Items from a dataset:
════════════════

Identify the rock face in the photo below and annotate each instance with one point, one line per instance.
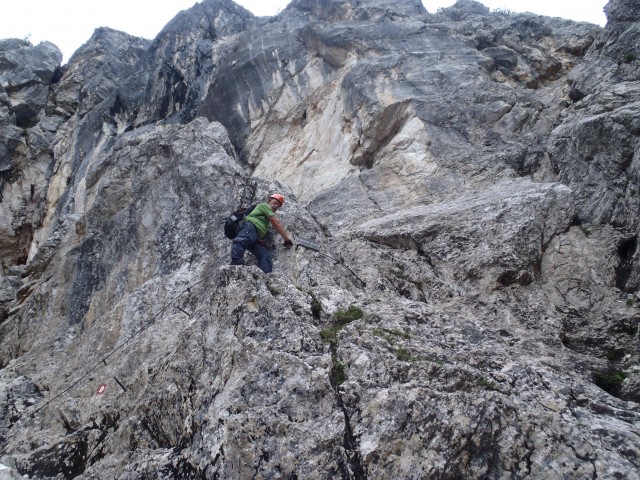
(471, 179)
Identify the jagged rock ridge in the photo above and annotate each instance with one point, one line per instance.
(471, 177)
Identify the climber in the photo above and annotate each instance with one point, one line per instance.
(253, 230)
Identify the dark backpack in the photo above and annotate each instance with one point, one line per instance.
(233, 221)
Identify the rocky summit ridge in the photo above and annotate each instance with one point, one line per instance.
(471, 179)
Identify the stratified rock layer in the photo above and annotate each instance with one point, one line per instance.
(469, 177)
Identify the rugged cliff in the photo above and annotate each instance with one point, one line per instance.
(472, 179)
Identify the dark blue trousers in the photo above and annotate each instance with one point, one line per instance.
(247, 239)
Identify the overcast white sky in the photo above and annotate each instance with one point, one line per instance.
(70, 23)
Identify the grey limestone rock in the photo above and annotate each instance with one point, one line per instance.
(469, 178)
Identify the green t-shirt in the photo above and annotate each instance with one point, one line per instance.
(259, 216)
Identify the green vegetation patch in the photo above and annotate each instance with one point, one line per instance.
(338, 373)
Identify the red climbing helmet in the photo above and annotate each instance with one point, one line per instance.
(278, 197)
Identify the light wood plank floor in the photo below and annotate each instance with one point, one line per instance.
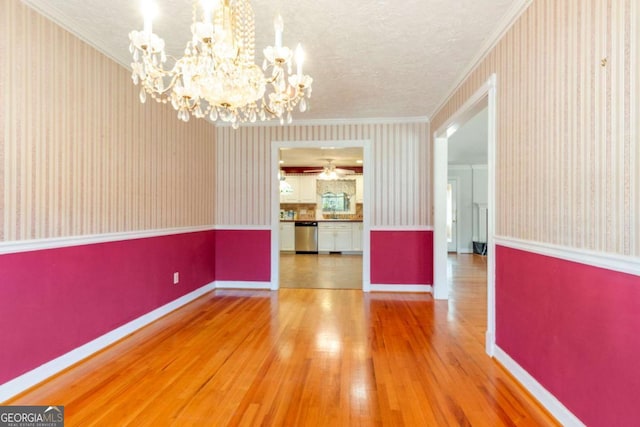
(320, 271)
(302, 357)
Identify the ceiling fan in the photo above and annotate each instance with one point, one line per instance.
(330, 171)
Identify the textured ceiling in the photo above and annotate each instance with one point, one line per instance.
(368, 59)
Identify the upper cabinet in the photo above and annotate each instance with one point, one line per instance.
(294, 195)
(304, 189)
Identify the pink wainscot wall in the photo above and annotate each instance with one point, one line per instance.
(53, 301)
(402, 257)
(576, 329)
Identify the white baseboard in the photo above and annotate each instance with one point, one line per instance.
(401, 288)
(41, 373)
(220, 284)
(546, 399)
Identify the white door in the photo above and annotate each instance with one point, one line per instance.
(452, 214)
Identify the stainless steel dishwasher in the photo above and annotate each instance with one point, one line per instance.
(306, 237)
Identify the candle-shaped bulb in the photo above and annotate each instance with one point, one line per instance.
(299, 59)
(278, 25)
(149, 12)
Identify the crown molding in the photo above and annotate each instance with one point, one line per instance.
(512, 15)
(51, 13)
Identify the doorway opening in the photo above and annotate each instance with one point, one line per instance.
(325, 189)
(481, 107)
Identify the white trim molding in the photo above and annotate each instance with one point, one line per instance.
(47, 370)
(619, 263)
(401, 288)
(402, 228)
(336, 122)
(223, 284)
(517, 9)
(64, 242)
(546, 399)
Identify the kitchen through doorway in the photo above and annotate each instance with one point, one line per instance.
(321, 214)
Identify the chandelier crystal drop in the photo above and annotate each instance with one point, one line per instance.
(217, 77)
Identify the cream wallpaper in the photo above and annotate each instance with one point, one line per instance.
(567, 159)
(400, 171)
(79, 154)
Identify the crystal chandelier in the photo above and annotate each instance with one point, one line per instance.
(217, 77)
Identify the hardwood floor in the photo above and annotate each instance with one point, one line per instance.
(312, 271)
(301, 357)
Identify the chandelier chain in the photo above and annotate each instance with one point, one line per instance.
(217, 76)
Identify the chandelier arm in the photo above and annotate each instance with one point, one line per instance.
(217, 73)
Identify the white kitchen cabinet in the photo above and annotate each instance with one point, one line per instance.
(359, 189)
(307, 189)
(356, 236)
(294, 196)
(335, 237)
(287, 236)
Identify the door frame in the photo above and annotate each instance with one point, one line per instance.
(367, 155)
(484, 96)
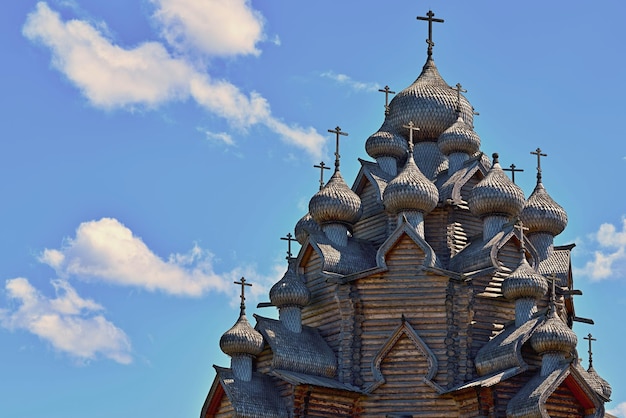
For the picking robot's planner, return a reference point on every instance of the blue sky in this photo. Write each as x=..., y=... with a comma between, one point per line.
x=154, y=151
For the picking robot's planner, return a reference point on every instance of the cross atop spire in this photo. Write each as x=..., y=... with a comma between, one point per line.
x=513, y=170
x=322, y=167
x=459, y=89
x=288, y=238
x=538, y=153
x=387, y=93
x=430, y=17
x=337, y=131
x=411, y=127
x=590, y=339
x=242, y=307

════════════════

What the task asks: Each record above must be returned exactly as written, with its pictures omitted.

Answer to this problem:
Identify the rock face in the photo below and annotate each instance with one point, one line per instance.
(471, 179)
Identify the jagged rock ridge in the photo above and annotate each instance with one point, one line per instance.
(471, 177)
Identify the climber in the photo above and annotate each instance with one point, one line per instance.
(253, 230)
Identify the dark backpack in the photo above and annotate each instance with one point, one line per instance.
(233, 221)
Identify the rocky summit ridge in the photo above and annotate each instance with one point, one line per instance.
(471, 179)
Identify the stratified rock layer in the photo above and annotate each instance with one point, one line per instance.
(469, 177)
Identify the rugged cliff in the photo above and annotate each instance with one point, one line per instance.
(472, 179)
Identify the dark blue trousers in the photo above and annotate each instance with one point, one line per instance.
(247, 239)
Identify the overcast white sky in the photo above and annotate each instance with one point, one line per instance.
(70, 23)
Identify the grey limestone rock in the photo above and annotate each instance with one point, one line per instance.
(469, 178)
Identify the green t-shirt in the photo above and annotate each instance with one point, one line per instance.
(259, 216)
Identify the green vegetation patch in the photo above and annotate each instance with one point, one line per instance.
(338, 373)
Identify the red climbing helmet in the photo above and annotate each instance with one point, one line per instance.
(278, 197)
Identify the light wood plank floor in the photo below and annotate each instance with one point, one line per instance.
(320, 271)
(302, 357)
Identify the ceiling fan in the photo above and annotate each instance with one point, one line per instance.
(330, 171)
Identify the textured ceiling in the photo above and annotate each instance with one point, one line per instance.
(368, 59)
Identify the upper cabinet in the photo above and annotate each instance with one point, one line per instance.
(294, 195)
(304, 189)
Identify the pink wainscot wall in the photo above and annotate each instance with one point, one line per instance.
(53, 301)
(402, 257)
(576, 329)
Identify the white baseboard in the photo above and annotate each instance with one point, one line per instance.
(401, 288)
(41, 373)
(220, 284)
(546, 399)
Identify the white door in the photo above and annotate each instance with one point, one line per instance.
(452, 214)
Identify the stainless steel dishwasher in the photo above and annotate each instance with one point, one line per instance.
(306, 237)
Identify the candle-shaped bulb in the photo above and annotate each instance with one point, one line per instance.
(299, 59)
(278, 25)
(149, 12)
Identify the crown molding in the photo above and annotate each instance with one point, one line per instance.
(512, 15)
(51, 13)
Identify the doorway opening in the photo above and annotate each instance with one point, one line per instance.
(325, 189)
(481, 107)
Identify the white trim molding in the photo above and annotate each instance with one point, one line per instance.
(47, 370)
(619, 263)
(401, 288)
(402, 228)
(336, 122)
(223, 284)
(517, 9)
(64, 242)
(546, 399)
Identify the kitchen through doorway in the photo above and annotate each instance with one point, one line per instance.
(321, 214)
Identify the chandelier crystal drop in the photo above and annotate each instance with one point, one line per instance.
(217, 77)
Identify the cream wallpaper in the photo above and annotate each instance with one point, one line per instance.
(567, 159)
(400, 171)
(79, 154)
Identify the crystal chandelier in the photo above and annotate each instance with one point, one line per instance.
(217, 77)
Identify the hardwood floor in the photo above and annotate each instance with one point, one line per instance.
(312, 271)
(301, 357)
Identify the chandelier chain in the photo above and annotate each instance with one point, one line per instance.
(217, 76)
Identify the chandelier arm in the photo above and annotate each instance with one point, one line per instance.
(217, 73)
Identify the white kitchen cabinet in the photo above and annotate each instance with one point, one line per instance.
(359, 189)
(307, 189)
(356, 236)
(294, 196)
(335, 237)
(287, 236)
Identify the door frame in the photo above and annotate each instance with one point, one line per instance.
(367, 155)
(484, 96)
For the picking robot's planner, return a reference point on every instance of the blue sky in this photo. Write each as x=..., y=... with a comma between, one point per line.
x=154, y=151
For the picking robot's planner, return a reference point on every instance of the cross atop spire in this photo. Write each as x=..., y=... with a comma between, one point per line.
x=513, y=170
x=322, y=167
x=459, y=89
x=288, y=238
x=538, y=153
x=387, y=93
x=430, y=17
x=337, y=131
x=411, y=127
x=590, y=339
x=242, y=307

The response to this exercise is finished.